● **Your objective**: Continue the newsgroup post about K-means distribution below, starting right after its last line.

● **Excerpt to read**:
_____

Newsgroups: comp.ai.neural-nets
Path: cantaloupe.srv.cs.cmu.edu!das-news2.harvard.edu!news2.near.net!news.mathworks.com!news.duke.edu!concert!sas!mozart.unx.sas.com!saswss
From: saswss@hotellng.unx.sas.com (Warren Sarle)
Subject: Re: K-Means distribution
Originator: saswss@hotellng.unx.sas.com
Sender: news@unx.sas.com (Noter of Newsworthy Events)
Message-ID: <CzoKJz.CEs@unx.sas.com>
Date: Tue, 22 Nov 1994 17:57:35 GMT
References: <kerog-1711941413540001@sectrl> <CzF8FB.7M0@acsu.buffalo.edu> <CzFMM5.8q3@unx.sas.com> <kerog-2111941942370001@sectrl>
Nntp-Posting-Host: hotellng.unx.sas.com
Organization: SAS Institute Inc.
Lines: 45


In article <kerog-2111941942370001@sectrl>, kerog@sp.isl.secom.co (Keith Rogers) writes:
|> In article <CzFMM5.8q3@unx.sas.com>, saswss@hotellng.unx.sas.com (Warren
|> Sarle) wrote:
|> ...

_____

● **Records**:
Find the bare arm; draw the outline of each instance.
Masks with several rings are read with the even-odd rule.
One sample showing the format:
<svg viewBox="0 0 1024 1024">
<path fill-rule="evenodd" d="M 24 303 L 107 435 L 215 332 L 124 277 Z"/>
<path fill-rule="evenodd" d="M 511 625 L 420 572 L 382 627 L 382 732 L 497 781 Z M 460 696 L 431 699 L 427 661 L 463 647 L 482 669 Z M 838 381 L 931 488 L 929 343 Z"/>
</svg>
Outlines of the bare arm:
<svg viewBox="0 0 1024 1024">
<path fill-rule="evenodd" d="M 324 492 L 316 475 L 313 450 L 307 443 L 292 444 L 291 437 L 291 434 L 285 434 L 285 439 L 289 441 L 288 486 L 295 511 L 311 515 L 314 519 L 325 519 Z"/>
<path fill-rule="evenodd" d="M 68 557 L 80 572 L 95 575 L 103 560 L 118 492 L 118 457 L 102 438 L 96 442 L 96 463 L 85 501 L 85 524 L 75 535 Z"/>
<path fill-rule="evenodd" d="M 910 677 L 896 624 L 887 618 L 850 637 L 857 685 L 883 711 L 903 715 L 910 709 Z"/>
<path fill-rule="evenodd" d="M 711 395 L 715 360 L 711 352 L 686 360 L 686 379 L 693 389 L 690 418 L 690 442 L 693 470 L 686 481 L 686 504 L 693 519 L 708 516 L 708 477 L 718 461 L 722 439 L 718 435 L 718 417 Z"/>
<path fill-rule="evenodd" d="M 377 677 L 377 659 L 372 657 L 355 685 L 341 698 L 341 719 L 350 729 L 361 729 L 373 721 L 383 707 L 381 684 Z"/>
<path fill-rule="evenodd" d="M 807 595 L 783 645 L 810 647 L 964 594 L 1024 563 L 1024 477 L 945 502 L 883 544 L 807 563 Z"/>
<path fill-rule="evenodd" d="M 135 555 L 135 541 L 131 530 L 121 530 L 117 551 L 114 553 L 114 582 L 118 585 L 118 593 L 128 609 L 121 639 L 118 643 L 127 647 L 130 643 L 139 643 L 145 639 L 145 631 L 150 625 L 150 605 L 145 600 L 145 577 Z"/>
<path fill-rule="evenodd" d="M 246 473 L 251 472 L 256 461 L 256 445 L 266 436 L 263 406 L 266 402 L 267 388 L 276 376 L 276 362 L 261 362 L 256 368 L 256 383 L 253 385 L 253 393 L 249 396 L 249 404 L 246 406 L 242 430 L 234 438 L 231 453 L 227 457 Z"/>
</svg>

_____

● **The response**:
|> > |> Lets say you have n nodes or centres
|> > |> Initialise them to random values
|> >
|> > This type of initialization is prone to degenerate solutions--one or
|> > more clusters are likely to have zero members. It is better to choose a
|> > subset of the training cases as initial centers. This can be done
|> > randomly or systematically. The systematic algorithm used in the
|> > FASTCLUS procedure in the SAS/STAT product is guaranteed to produce a
|> > global optimum if the data contain well-separated clusters. For RBF
|> > applications, however, one would not often expect to have well-separated
|> > clusters.
|>
|> Thanks for the info, but could you please add a little more there?
|> What does one do instead for RBF applications?

I suspect that RBF results are fairly insensitive to the clustering
method as long as you avoid degeneracies and really bad local minima,
neither of which are likely to occur with any decent k-means algorithm.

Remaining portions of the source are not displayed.